_Instructions to follow_
Using the listing below, return each line exactly as it reads.
----
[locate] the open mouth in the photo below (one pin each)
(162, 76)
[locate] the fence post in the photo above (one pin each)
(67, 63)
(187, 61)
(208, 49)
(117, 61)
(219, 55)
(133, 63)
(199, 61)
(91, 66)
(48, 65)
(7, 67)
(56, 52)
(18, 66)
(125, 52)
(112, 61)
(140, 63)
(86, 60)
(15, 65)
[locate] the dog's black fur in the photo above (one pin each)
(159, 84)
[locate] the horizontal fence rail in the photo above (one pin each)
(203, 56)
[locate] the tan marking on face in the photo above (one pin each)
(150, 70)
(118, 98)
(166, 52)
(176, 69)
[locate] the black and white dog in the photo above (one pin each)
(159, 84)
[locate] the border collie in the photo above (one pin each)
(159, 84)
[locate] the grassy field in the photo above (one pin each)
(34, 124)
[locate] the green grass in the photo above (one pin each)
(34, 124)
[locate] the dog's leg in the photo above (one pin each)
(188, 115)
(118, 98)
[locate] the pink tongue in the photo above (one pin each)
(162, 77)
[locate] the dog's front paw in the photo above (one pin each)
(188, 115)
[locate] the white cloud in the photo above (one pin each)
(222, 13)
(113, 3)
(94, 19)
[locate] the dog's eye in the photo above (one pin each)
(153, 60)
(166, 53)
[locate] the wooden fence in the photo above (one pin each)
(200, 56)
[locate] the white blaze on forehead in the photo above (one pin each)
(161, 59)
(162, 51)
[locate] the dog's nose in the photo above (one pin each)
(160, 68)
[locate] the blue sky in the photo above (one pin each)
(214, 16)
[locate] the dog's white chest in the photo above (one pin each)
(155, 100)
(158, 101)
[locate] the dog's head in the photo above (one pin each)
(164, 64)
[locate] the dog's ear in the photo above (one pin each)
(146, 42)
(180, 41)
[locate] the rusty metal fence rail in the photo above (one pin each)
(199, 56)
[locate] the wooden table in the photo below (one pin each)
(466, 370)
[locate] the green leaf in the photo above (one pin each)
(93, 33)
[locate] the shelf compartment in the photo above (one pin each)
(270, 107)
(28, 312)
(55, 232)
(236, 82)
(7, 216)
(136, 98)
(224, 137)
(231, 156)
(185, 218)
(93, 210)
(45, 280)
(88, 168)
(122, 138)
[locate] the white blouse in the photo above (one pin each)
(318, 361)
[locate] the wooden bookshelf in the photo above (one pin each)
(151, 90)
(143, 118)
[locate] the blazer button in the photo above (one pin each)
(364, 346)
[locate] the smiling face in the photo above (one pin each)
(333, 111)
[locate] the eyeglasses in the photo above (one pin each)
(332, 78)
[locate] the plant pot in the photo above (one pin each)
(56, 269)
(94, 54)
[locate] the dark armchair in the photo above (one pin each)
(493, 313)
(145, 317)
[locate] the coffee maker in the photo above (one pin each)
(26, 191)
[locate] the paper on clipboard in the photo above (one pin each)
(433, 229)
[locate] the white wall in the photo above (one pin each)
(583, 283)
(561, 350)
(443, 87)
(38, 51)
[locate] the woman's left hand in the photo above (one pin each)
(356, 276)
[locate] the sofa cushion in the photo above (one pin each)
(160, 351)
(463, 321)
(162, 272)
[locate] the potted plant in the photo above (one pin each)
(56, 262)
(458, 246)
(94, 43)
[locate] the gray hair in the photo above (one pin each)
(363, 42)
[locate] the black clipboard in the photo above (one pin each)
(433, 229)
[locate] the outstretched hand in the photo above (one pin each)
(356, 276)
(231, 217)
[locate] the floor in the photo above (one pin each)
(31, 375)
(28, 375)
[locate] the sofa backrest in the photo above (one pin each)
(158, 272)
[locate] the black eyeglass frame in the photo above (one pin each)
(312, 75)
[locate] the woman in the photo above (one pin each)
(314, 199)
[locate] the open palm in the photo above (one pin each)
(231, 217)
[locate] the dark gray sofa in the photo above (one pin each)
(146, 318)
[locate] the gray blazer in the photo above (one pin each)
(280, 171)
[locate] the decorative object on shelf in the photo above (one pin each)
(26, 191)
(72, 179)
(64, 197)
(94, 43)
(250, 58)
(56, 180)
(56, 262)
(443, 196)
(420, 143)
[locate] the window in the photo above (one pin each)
----
_Answer to the problem_
[locate] the open mouth in the photo below (one pin each)
(162, 76)
[locate] the fence post in the photo above (one pin each)
(67, 63)
(187, 61)
(208, 49)
(117, 61)
(219, 55)
(133, 63)
(199, 61)
(91, 66)
(48, 65)
(7, 67)
(56, 52)
(18, 66)
(125, 52)
(112, 61)
(140, 63)
(86, 60)
(15, 65)
[locate] the dog's black fur in the photo above (one pin each)
(159, 84)
[locate] the horizontal fence rail in the photo above (one pin each)
(203, 56)
[locate] the tan marking on face in the photo above (one pin each)
(150, 70)
(118, 98)
(166, 52)
(176, 69)
[locate] the black and white dog in the photo above (one pin each)
(159, 84)
[locate] the border collie in the photo above (one pin each)
(159, 84)
[locate] the grassy field in the photo above (one pin each)
(34, 124)
[locate] the green grass in the photo above (one pin each)
(34, 124)
[locate] the dog's leg in the photo above (one pin each)
(188, 115)
(118, 98)
[locate] the pink tongue in the photo above (one pin each)
(162, 77)
[locate] the dog's front paw in the photo above (one pin each)
(188, 115)
[locate] the white cloud in the photo above (one pin each)
(222, 13)
(113, 3)
(94, 19)
[locate] the dog's eye in the photo above (one pin each)
(153, 60)
(166, 53)
[locate] the wooden fence in the photo above (one pin each)
(200, 56)
[locate] the white blaze on forehead in the photo above (one pin each)
(161, 59)
(162, 51)
[locate] the dog's nose in the photo above (one pin each)
(160, 68)
[locate] the blue sky in the photo above (one pin each)
(214, 16)
[locate] the dog's white chest in the photo above (one pin each)
(155, 100)
(158, 101)
[locate] the dog's head in the photo above (one pin each)
(164, 64)
[locate] the dog's ear in the photo above (one pin each)
(146, 42)
(180, 41)
[locate] the rusty metal fence rail in the photo above (one pin each)
(199, 56)
[locate] the wooden table in the photo below (one pin each)
(466, 370)
[locate] the green leaf in the photo above (one pin each)
(93, 33)
[locate] the shelf compartment in the photo above (one pin each)
(270, 107)
(28, 312)
(55, 232)
(236, 82)
(7, 216)
(136, 98)
(224, 137)
(231, 156)
(185, 218)
(93, 210)
(45, 280)
(88, 168)
(122, 138)
[locate] the white blouse in the photo above (one pin each)
(318, 361)
[locate] the wooden bookshelf in the photo above (one pin each)
(151, 90)
(143, 118)
[locate] the blazer button in the photo above (one pin each)
(364, 346)
[locate] the smiling face in the photo above (one pin each)
(333, 111)
[locate] the eyeglasses in the photo above (one pin each)
(332, 78)
[locate] the plant pot in the photo above (one pin each)
(56, 269)
(94, 54)
[locate] the dark armchair in the photo above (one pin each)
(493, 313)
(145, 317)
[locate] the coffee maker in the photo above (one pin each)
(26, 191)
[locate] the paper on clipboard in the photo above (one pin each)
(433, 229)
[locate] the white wall in the photo above (one pin each)
(583, 283)
(561, 350)
(443, 87)
(38, 51)
[locate] the woman's left hand in the photo above (one pin each)
(356, 276)
[locate] the sofa cushion in the photo above (one pin each)
(160, 351)
(463, 321)
(162, 272)
[locate] the potted plant in the photo above (one pin each)
(56, 262)
(458, 246)
(94, 43)
[locate] the gray hair in the photo above (one pin each)
(363, 42)
[locate] the black clipboard in the photo above (one pin each)
(433, 229)
[locate] the outstretched hand in the photo above (one pin each)
(356, 276)
(231, 217)
[locate] the floor in the photo above (one pin each)
(31, 375)
(28, 375)
[locate] the sofa backrest in the photo above (one pin each)
(158, 272)
[locate] the black eyeglass frame in the photo above (one pin each)
(312, 75)
[locate] the woman in the photo above (one pin each)
(314, 199)
[locate] the open palm in the photo above (one pin each)
(231, 217)
[locate] the dark gray sofa in the photo above (one pin each)
(146, 318)
[locate] the gray blazer in the photo above (one pin each)
(280, 171)
[locate] the decorative object on shelf in the photo above (one pin each)
(26, 191)
(72, 179)
(64, 197)
(94, 43)
(250, 58)
(56, 180)
(56, 262)
(443, 196)
(420, 143)
[locate] the window in the photo above (one pin each)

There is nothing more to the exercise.